■ SELECTED TEXT:
========

But sometimes, nothing happens.  I bite at my cuticles and wallow about being blocked for the rest of my life.  So here’s a trick: I’ll pick up somebody’s book of poems and read something they’ve written.  I’ll find two compelling words, or perhaps just one.  And then I’ll begin the poem with those one or two words and see if it inspires me.  After all, words implicate ideas, and if you begin sorting through all the words that pass through your mind, you’re bound to eventually come up with a phrase.  Once you have a phrase, the trick is in contextualizing it into story, concept and form.  But the other trick is, it’s probably not a good idea to write poems deliberately.  Some of the best lines and images are often not deliberate.  We arrive at them completely by accident, and that it what makes them resonant, entertaining, and unique.

Even mechanisms like enjambment and rhyme are better when they aren’t deliberate.  Once I wrote a poem all in slant rhyme and wasn’t even conscious that I was doing it.  The fantastic thing about having a husband who is both a poet and a critic is that after he reads a poem that I wrote, he exposes it as conceptually complex, as if I had determined the concept before I began to write it.  He has an uncanny knack for seeing the poet’s intentions even as the poet is unaware of them.  He sees the consciousness of the poem. I am never conscious of the poem’s concept until someone has the insight to see it as a whole and complete entity, operating in terms of oppositions, disparities, and reconciliations.  This is why I think it is the poet’s advantage not to outline or premeditate a concept before the poem actually conceptualizes itself.

========

■ TASK DETAILS: Reproduce the entire passage on starting and writing poems without deliberate intent, word for word and unchanged.

■ DATA BLOCK:
========

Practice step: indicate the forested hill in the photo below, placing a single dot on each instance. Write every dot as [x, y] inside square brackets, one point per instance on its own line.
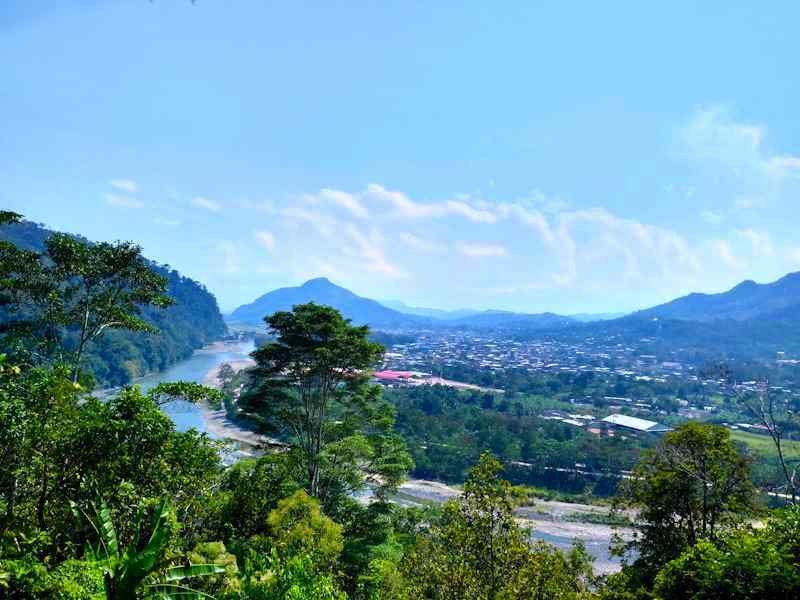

========

■ SOLUTION TO THIS PROBLEM:
But sometimes, nothing happens.  I bite at my cuticles and wallow about being blocked for the rest of my life.  So here’s a trick: I’ll pick up somebody’s book of poems and read something they’ve written.  I’ll find two compelling words, or perhaps just one.  And then I’ll begin the poem with those one or two words and see if it inspires me.  After all, words implicate ideas, and if you begin sorting through all the words that pass through your mind, you’re bound to eventually come up with a phrase.  Once you have a phrase, the trick is in contextualizing it into story, concept and form.  But the other trick is, it’s probably not a good idea to write poems deliberately.  Some of the best lines and images are often not deliberate.  We arrive at them completely by accident, and that it what makes them resonant, entertaining, and unique.

Even mechanisms like enjambment and rhyme are better when they aren’t deliberate.  Once I wrote a poem all in slant rhyme and wasn’t even conscious that I was doing it.  The fantastic thing about having a husband who is both a poet and a critic is that after he reads a poem that I wrote, he exposes it as conceptually complex, as if I had determined the concept before I began to write it.  He has an uncanny knack for seeing the poet’s intentions even as the poet is unaware of them.  He sees the consciousness of the poem. I am never conscious of the poem’s concept until someone has the insight to see it as a whole and complete entity, operating in terms of oppositions, disparities, and reconciliations.  This is why I think it is the poet’s advantage not to outline or premeditate a concept before the poem actually conceptualizes itself.